> GIVEN TASK 1
In the records, change the part that opens with the line containing "Could you kindly segment every instance of the forearm?" and closes with the line containing "61], [234, 62]]" by putting "wrist" in place of "forearm". Leave everything else unchanged.

> TEXT EXTRACT
[ARC] Improve DImode left shift by a single bit.
Checks
Commit Message
This patch improves the code generated for X << 1 (and for X + X) when
X is 64-bit DImode, using the same two instruction code sequence used
for DImode addition.
For the test case:
long long foo(long long x) { return x << 1; }
GCC -O2 currently generates the following code:
foo: lsr r2,r0,31
asl_s r1,r1,1
asl_s r0,r0,1
j_s.d [blink]
or_s r1,r1,r2
and on CPU without a barrel shifter, i.e. -mcpu=em
foo: add.f 0,r0,r0
asl_s r1,r1
rlc r2,0
asl_s r0,r0
j_s.d [blink]
or_s r1,r1,r2
with this patch (both with and without a barrel shifter):
foo: add.f r0,r0,r0
j_s.d [blink]
adc r1,r1,r1
[For Jeff Law's benefit a similar optimization is also applicable to
H8300H, that could also use a two instruction sequence (plus rts) but
currently GCC generates 16 instructions (plus an rts) for foo above.]
Tested with a cross-compiler to arc-linux hosted on x86_64,
with no new (compile-only) regressions from make -k check.

> DATA SECTION
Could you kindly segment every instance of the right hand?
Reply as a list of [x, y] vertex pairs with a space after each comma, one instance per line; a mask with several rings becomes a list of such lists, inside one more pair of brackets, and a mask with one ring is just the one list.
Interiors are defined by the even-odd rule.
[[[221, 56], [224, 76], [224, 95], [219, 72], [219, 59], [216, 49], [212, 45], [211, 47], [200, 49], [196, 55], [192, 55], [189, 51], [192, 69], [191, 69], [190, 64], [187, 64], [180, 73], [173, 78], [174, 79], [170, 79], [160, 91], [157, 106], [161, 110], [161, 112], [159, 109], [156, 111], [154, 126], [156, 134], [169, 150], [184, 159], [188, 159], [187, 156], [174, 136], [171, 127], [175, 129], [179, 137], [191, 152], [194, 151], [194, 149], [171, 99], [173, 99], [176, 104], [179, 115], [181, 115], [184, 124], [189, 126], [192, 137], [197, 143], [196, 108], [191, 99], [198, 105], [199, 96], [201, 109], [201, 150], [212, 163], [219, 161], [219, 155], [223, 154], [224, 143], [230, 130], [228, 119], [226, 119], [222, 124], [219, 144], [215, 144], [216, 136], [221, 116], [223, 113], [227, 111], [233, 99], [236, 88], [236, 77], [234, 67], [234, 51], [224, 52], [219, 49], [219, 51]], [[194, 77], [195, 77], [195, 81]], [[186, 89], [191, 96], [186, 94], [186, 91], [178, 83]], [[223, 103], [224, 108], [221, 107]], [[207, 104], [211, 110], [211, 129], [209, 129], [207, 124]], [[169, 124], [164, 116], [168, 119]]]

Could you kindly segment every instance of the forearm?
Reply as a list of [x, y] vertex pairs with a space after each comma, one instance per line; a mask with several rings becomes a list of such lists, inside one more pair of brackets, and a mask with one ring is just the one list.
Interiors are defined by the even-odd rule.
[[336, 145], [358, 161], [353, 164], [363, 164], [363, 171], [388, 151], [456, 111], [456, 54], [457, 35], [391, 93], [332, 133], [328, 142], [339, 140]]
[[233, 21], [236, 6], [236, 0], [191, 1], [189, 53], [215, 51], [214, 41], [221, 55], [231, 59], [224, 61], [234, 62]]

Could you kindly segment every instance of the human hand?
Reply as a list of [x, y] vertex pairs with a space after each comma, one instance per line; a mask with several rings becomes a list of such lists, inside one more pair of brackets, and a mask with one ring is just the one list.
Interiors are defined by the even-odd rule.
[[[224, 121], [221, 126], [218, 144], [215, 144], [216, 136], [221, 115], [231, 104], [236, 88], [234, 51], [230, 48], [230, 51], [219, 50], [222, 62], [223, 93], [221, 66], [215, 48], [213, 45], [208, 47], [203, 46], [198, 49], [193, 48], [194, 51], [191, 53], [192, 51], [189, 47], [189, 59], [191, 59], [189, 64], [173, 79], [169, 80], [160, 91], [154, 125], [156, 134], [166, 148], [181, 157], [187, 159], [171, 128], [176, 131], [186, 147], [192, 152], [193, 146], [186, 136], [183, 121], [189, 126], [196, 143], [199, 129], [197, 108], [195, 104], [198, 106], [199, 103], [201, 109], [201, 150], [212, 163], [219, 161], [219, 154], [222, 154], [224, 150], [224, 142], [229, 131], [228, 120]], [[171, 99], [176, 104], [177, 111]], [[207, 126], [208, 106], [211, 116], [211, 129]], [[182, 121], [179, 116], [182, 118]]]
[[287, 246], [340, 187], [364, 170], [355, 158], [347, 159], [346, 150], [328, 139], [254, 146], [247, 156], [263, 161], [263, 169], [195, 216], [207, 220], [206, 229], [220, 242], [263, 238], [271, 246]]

> GIVEN TASK 2
Answer from the commit message:
(a) Which instruction sequence does the patch reuse for X << 1 when X is 64-bit DImode?
(b) How many instructions does GCC currently generate for foo on H8300H, not counting the rts?
(c) On what system was the arc-linux cross-compiler hosted for testing?

> CORRECT OUTPUT 1
Could you kindly segment every instance of the wrist?
Reply as a list of [x, y] vertex pairs with a space after each comma, one instance per line; a mask with several rings becomes a list of such lists, inside one more pair of brackets, and a mask with one ring is just the one list.
Interiors are defined by the even-odd rule.
[[336, 145], [358, 161], [353, 164], [363, 164], [363, 171], [388, 151], [456, 111], [456, 54], [457, 35], [391, 93], [332, 133], [328, 142], [339, 140]]
[[233, 21], [236, 6], [236, 0], [191, 1], [189, 53], [215, 51], [214, 41], [221, 55], [231, 59], [224, 61], [234, 62]]

> CORRECT OUTPUT 2
(a) The same two-instruction code sequence used for DImode addition.
(b) 16.
(c) x86_64.